=== Requirements ===
Pull out every line of the data below that contains the string "brushtail", treating uppercase and lowercase letters as different.

Rows from a dataset
###

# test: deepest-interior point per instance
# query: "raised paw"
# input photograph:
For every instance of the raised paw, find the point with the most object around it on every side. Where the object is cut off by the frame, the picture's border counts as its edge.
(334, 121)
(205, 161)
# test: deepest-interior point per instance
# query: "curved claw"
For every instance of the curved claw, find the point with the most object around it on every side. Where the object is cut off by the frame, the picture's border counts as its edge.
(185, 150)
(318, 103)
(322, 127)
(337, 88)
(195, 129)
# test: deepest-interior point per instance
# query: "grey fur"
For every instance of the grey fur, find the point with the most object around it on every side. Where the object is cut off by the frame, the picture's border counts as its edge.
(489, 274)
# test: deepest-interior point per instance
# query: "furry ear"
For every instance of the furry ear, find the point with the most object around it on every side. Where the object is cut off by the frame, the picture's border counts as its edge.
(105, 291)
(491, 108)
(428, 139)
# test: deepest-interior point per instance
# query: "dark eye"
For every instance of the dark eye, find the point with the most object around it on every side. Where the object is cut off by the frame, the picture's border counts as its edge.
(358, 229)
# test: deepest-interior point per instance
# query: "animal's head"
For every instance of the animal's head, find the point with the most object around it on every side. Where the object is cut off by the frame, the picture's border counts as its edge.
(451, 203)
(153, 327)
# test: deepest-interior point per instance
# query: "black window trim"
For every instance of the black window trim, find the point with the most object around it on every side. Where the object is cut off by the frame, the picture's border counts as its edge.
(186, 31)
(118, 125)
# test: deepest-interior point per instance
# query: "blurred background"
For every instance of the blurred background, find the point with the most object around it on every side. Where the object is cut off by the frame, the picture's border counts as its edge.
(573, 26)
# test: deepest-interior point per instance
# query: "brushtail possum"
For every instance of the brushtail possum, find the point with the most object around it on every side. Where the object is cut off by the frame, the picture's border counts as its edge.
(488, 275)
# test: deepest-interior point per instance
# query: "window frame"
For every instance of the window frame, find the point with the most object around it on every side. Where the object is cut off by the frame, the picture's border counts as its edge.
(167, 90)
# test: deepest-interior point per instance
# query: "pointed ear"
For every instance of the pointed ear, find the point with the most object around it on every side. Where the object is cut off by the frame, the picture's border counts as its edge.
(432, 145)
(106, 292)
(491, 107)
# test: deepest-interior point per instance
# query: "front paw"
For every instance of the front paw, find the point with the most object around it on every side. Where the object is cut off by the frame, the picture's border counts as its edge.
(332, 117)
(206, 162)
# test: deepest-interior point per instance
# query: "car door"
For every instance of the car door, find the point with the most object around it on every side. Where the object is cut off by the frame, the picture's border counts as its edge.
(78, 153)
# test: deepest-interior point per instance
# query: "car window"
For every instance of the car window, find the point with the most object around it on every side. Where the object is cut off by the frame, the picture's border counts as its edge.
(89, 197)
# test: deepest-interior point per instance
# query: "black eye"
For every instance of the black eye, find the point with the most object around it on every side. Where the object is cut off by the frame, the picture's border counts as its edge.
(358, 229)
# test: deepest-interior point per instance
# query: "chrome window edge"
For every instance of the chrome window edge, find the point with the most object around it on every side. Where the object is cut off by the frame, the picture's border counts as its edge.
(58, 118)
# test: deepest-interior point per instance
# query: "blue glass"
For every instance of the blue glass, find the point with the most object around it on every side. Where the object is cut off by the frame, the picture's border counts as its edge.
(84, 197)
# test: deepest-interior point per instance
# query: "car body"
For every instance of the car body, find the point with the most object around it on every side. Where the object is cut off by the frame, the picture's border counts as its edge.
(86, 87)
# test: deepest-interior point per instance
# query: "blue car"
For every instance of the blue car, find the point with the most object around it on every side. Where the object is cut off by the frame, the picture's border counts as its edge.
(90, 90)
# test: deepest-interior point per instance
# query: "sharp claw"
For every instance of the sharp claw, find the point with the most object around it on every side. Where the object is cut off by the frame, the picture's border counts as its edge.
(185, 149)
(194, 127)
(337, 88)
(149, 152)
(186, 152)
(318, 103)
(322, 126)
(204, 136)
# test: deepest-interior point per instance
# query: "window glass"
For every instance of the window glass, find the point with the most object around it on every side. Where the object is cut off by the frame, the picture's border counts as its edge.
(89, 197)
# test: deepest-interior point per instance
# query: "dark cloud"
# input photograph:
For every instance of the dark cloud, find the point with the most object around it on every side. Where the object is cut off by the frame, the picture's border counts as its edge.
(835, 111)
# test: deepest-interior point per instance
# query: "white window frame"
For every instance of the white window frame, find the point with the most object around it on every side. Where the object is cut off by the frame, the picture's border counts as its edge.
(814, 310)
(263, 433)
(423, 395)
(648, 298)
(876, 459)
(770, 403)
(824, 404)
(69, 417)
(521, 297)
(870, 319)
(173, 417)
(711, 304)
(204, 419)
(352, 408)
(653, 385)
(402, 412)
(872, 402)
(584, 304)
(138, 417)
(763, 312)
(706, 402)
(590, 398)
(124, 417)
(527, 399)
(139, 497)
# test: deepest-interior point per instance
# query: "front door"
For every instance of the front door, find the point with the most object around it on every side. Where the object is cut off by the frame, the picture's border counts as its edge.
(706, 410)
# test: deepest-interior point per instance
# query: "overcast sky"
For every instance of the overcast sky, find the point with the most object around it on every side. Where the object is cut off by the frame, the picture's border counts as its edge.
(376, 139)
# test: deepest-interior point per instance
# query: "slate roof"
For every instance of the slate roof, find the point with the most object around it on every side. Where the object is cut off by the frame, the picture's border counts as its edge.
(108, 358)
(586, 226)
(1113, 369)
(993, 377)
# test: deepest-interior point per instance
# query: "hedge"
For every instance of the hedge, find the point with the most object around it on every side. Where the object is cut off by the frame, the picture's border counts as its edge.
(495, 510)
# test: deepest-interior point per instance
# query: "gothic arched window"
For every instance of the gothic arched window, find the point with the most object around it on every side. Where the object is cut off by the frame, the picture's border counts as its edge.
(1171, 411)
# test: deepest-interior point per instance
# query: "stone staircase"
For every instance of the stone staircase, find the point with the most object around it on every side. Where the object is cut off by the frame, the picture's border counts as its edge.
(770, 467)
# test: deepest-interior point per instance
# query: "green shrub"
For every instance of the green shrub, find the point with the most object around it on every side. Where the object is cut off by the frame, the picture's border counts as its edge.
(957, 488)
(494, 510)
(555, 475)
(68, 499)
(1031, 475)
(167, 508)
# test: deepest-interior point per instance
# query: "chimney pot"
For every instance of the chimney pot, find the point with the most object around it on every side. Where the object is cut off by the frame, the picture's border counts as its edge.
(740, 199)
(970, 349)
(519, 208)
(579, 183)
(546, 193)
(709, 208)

###

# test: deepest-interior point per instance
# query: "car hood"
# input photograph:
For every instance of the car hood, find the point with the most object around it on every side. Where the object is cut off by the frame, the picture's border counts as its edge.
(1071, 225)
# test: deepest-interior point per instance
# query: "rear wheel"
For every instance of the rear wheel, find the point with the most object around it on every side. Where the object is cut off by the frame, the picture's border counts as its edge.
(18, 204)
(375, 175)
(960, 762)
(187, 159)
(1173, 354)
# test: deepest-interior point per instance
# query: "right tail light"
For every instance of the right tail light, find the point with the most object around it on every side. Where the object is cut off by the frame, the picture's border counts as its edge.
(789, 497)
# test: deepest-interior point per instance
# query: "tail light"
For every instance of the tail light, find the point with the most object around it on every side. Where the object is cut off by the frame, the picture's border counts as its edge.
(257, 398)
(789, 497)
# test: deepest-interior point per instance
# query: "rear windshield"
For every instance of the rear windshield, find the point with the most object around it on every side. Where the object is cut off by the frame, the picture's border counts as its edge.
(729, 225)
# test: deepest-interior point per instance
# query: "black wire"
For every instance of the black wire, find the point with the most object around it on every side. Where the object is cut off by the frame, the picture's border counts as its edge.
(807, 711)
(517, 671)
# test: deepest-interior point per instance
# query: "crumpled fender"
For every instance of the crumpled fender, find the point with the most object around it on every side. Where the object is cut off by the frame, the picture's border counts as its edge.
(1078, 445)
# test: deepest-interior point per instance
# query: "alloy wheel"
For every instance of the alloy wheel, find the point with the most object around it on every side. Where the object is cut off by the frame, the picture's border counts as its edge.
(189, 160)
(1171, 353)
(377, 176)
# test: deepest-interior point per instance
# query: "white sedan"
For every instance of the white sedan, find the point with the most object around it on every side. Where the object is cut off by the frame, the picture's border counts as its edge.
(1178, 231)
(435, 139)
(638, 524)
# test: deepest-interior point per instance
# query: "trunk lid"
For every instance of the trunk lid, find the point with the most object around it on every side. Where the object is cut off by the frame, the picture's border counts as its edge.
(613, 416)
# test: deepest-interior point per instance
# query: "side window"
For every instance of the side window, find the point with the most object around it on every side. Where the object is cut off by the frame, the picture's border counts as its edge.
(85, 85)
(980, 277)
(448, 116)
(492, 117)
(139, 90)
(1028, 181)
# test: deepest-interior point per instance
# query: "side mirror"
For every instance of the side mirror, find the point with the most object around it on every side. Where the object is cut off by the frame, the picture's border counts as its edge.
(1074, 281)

###

=== Result of the task ===
# query: "brushtail possum"
For every instance of the brushtail possum, find the point with the most object around it on every side. Where the object is cut off by the frame, the picture's border counts as its edge.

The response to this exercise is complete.